# Brief
From the text on yolk sac tumor (YST) chemoresistance, list every category in which the differentially expressed genes were found to be enriched.

# Document text
· · · · · · ·

Fig. 5: Evolution of YST progression from a single patient.
figure 5

A The PET-CT tomography of patient P07 at different diagnostic time points. B The alignment of all mutations in the primary and three relapse tumor samples from P07. The mutation numbers included in the analysis are shown in parentheses. C A phylogenetic tree showing evolutionary relationships between the tumor samples. Selected mutations are shown along the lineages. D A phylogenetic tree among the four tumor samples from P07 based on their LOH patterns.

A role of OVOL2 overexpression in chemoresistance

To characterize the molecular mechanisms related to the chemoresistance of YSTs more comprehensively, we generated RNA-seq data for 12 YST samples (three sensitive primary tumors and nine relapsed tumors) (Supplementary Data 1). Through a comparison of gene expression profiles between sensitive and relapsed samples, we identified 153 significant differentially expressed genes (fold-change >2 and FDR <0.1; upregulated: 136; downregulated: 17) (Fig. 6A). These differential genes were not only enriched in KRAS signaling, but also pancreas beta cells, and bile acid metabolism (Fig. 6B). To further pinpoint potential contributors to the chemo-resistance, we correlated the expression levels of these differential genes with resistance to cisplatin (the chemotherapy standard for YST patients) using drug sensitivity data of cancer cell lines30 (Fig. 6C). We found that OVOL2 (ovo like zinc finger two) was a top candidate; this gene showed a significantly higher expression level in relapsed tumors than in sensitive tumors (Fig. 6C), and a high expression of OVOL2 was associated with cisplatin resistance in cancer cell lines of different lineages (Wilcoxon rank-sum test, p = 4.8 × 10−9, Fig. 6D), and specifically, in ovarian cancer cell lines (Wilcoxon rank-sum test, p = 6.7 × 10−3, Fig. 6E). These results suggest that the overexpression of OVOL2 may be related to the mechanism of chemoresistance in YSTs.

· · · · · · ·

# Extracted data
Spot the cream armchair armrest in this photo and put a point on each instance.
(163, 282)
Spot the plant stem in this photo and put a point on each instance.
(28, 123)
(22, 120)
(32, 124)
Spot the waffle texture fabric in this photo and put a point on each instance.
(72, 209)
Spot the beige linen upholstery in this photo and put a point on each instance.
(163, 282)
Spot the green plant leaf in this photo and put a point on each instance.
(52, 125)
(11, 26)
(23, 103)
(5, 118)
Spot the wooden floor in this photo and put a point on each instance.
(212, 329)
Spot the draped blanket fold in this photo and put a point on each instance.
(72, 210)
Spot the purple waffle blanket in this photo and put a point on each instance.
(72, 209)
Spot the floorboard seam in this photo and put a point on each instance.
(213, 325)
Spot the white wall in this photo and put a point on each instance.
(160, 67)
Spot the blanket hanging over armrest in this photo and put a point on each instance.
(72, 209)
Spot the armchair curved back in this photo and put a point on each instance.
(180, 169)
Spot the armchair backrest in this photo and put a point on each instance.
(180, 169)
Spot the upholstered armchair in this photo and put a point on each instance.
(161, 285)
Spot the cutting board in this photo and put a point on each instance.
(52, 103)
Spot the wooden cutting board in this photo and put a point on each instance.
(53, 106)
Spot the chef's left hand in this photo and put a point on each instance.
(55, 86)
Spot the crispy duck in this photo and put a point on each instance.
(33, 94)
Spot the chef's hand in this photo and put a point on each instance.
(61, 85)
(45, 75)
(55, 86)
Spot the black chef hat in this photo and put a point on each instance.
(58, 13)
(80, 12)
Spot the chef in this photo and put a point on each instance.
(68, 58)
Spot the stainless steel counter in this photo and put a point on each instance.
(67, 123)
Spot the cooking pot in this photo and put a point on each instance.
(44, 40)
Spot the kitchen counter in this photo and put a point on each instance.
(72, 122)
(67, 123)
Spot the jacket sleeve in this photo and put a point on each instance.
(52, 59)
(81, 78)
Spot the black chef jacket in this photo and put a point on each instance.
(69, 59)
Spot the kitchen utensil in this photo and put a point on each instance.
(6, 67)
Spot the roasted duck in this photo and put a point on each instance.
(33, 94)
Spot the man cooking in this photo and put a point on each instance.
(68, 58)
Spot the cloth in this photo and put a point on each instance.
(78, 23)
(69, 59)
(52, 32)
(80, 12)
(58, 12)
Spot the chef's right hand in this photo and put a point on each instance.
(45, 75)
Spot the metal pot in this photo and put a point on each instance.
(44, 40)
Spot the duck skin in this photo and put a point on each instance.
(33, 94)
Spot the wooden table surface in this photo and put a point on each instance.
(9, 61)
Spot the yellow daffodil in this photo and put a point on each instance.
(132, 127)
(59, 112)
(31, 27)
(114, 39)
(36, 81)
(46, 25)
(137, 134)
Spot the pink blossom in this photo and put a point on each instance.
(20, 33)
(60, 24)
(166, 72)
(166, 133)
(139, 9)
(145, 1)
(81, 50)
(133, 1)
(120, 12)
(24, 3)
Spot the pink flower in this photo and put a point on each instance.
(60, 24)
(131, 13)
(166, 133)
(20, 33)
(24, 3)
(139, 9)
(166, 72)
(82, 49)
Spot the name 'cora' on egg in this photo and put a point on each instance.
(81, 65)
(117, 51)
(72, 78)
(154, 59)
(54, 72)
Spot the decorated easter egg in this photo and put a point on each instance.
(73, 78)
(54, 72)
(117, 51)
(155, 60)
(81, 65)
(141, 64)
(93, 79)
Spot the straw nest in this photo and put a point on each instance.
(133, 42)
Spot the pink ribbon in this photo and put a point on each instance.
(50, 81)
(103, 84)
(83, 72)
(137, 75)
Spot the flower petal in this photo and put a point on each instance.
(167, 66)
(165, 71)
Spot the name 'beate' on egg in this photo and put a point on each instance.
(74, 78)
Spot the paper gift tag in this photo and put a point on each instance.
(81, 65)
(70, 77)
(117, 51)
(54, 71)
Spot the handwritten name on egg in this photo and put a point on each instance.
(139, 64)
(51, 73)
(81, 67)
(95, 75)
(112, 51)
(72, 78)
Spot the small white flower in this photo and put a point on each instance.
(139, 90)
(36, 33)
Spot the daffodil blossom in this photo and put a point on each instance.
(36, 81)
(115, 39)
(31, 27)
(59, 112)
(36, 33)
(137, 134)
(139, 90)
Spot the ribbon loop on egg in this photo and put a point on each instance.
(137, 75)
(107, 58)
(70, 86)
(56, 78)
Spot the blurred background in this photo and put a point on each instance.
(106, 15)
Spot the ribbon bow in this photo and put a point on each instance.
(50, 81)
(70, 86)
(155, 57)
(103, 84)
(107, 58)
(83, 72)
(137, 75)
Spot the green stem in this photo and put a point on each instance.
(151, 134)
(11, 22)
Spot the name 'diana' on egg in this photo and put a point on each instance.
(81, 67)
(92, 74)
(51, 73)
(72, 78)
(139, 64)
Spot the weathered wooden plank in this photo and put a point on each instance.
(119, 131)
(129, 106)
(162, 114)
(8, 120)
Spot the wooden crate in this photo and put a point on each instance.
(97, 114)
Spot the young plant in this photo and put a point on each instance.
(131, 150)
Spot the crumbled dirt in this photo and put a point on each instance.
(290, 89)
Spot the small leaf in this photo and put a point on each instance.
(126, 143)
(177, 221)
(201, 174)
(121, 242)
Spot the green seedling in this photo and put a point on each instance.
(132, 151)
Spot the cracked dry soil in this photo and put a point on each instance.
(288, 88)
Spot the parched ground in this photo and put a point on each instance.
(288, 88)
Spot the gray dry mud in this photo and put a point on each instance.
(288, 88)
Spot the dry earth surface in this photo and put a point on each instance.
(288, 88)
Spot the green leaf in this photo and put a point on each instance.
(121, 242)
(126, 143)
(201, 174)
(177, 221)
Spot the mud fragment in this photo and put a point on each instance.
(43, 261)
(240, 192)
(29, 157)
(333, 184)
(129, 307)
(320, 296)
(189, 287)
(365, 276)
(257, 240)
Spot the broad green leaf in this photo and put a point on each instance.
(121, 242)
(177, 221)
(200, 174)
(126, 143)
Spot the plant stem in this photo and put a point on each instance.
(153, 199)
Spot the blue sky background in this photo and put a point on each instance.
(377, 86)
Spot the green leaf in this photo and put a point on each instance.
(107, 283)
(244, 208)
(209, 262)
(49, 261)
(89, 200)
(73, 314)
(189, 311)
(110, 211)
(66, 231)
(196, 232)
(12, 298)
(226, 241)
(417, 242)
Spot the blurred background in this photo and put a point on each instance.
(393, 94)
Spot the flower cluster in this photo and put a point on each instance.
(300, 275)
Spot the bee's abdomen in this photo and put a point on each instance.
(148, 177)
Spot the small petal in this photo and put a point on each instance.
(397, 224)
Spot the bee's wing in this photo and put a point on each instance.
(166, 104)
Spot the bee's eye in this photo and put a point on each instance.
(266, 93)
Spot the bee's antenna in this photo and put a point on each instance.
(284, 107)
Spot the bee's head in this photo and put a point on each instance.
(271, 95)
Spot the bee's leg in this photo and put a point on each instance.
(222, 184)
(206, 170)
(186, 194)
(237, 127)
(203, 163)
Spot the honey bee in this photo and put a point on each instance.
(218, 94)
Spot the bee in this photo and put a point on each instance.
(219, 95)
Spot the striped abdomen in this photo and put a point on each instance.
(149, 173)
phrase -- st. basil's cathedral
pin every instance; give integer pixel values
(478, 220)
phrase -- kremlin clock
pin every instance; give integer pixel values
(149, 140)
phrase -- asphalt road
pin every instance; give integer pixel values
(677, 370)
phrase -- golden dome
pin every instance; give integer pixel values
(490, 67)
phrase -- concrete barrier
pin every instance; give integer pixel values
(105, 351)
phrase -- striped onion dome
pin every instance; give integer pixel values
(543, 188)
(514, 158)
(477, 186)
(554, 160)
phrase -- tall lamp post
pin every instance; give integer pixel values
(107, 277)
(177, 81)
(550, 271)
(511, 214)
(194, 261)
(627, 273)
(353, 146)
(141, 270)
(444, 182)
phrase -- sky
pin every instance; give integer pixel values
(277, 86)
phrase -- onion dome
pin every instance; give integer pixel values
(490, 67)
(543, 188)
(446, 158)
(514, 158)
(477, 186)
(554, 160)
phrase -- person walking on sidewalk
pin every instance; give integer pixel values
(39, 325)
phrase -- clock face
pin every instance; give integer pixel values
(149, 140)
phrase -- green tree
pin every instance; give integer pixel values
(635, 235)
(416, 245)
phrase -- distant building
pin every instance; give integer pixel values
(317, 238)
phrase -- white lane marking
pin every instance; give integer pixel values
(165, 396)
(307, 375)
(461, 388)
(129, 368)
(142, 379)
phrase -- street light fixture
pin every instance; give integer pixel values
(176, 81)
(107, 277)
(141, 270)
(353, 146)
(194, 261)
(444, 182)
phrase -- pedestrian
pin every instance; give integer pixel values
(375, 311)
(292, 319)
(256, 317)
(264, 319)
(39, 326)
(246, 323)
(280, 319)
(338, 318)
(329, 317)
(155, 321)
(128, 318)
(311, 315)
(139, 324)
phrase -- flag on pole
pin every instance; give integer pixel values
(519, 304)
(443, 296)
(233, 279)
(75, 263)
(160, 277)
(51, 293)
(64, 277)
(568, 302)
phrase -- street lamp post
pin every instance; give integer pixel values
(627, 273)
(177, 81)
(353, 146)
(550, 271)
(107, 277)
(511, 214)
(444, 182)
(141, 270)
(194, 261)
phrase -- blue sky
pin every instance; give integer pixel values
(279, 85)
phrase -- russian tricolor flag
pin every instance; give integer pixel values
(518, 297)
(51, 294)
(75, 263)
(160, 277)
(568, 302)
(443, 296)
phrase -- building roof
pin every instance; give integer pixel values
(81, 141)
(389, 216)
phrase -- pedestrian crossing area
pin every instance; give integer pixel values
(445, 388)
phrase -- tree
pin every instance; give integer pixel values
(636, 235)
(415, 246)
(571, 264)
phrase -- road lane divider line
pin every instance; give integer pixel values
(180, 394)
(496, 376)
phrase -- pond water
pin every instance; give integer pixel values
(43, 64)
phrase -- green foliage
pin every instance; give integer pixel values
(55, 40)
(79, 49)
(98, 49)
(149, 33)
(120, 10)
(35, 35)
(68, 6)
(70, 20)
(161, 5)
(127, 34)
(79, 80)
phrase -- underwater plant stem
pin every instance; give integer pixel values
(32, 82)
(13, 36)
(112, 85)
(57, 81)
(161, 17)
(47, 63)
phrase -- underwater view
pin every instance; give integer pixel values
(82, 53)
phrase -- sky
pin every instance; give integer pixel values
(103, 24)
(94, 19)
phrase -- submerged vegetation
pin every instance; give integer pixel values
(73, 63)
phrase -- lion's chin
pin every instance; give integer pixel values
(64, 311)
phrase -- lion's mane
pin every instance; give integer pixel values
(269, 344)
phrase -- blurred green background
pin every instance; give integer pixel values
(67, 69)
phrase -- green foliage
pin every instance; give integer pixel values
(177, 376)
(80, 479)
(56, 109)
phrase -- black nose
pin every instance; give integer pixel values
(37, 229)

· · · · · · ·

# Written solution
- KRAS signaling
- pancreas beta cells
- bile acid metabolism